=== REQUIRED TASKS ===
(1) According to the papyrus entry, where were the fragments found?
(2) Please list every episode that the papyrus entry says the preserved fragments describe.

=== SOURCE TEXT ===
** BEGIN **

E04385: Fragmentary papyrus sheets from a codex with an account in Greek of the miracles and martyrdom of *George (soldier and martyr, S00259), one of the earliest extant Greek manuscript of the so-called 'legend of Saint George'. The preserved fragments describe his resurrection of the dead, his healing of a widow's son, the third resurrection of George by Christ, and the tempting of George by king Dadianos (= the initial passages of the conversion of Queen Alexandra). A miracle by *Michael (the Archangel, S00181) is also mentioned. Found at Nessana/Auja Hafir in the Negev desert (Roman province of Palaestina III). Probably 7th c.
online resource
posted on 2017-11-18, 00:00authored bypnowakowski
The extant pieces, registered as BHG 669y, preserve the following elements of the text of the 'legend', as known from 13th-16th c. manuscripts. For a short description of the manuscripts, see the comments. For a descriptions of the entire 'legend', see $E06147.

** END **

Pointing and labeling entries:
** BEGIN **

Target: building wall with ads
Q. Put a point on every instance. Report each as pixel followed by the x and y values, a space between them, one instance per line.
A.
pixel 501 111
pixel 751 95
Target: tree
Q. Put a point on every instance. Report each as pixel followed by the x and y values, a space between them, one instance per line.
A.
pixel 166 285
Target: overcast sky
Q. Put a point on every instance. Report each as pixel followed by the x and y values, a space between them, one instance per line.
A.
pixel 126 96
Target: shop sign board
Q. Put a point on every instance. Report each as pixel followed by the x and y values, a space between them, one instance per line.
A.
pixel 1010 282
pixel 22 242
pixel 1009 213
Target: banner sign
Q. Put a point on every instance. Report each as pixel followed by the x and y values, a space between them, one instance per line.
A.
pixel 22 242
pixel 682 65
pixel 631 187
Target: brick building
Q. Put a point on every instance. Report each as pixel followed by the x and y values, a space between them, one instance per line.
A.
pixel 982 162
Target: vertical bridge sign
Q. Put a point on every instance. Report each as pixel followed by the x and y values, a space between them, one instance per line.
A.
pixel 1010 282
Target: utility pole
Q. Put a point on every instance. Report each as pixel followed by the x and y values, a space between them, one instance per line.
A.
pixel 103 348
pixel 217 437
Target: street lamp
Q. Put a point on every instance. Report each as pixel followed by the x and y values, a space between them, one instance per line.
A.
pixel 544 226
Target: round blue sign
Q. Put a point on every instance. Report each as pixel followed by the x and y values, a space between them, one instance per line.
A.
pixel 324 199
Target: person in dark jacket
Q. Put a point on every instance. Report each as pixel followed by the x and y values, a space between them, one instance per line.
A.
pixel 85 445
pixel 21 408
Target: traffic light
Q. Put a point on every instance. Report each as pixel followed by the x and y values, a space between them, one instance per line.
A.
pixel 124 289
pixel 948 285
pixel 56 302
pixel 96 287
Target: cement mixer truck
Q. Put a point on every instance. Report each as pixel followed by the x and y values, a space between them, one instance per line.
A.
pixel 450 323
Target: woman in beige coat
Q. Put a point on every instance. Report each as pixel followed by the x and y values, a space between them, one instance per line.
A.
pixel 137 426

** END **

=== ANSWERS BELOW ===
(1) At Nessana/Auja Hafir in the Negev desert (Roman province of Palaestina III).

(2)
- George's resurrection of the dead
- His healing of a widow's son
- The third resurrection of George by Christ
- The tempting of George by king Dadianos